▶ Exercise
Starting with the line that contains "pixel 6 667", reproduce each line through the end of the entries exactly as written.

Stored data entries
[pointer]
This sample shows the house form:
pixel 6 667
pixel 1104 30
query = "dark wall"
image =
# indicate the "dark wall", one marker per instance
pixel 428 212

▶ Response
pixel 6 667
pixel 1104 30
query = "dark wall"
image =
# indicate the "dark wall", one marker per instance
pixel 428 212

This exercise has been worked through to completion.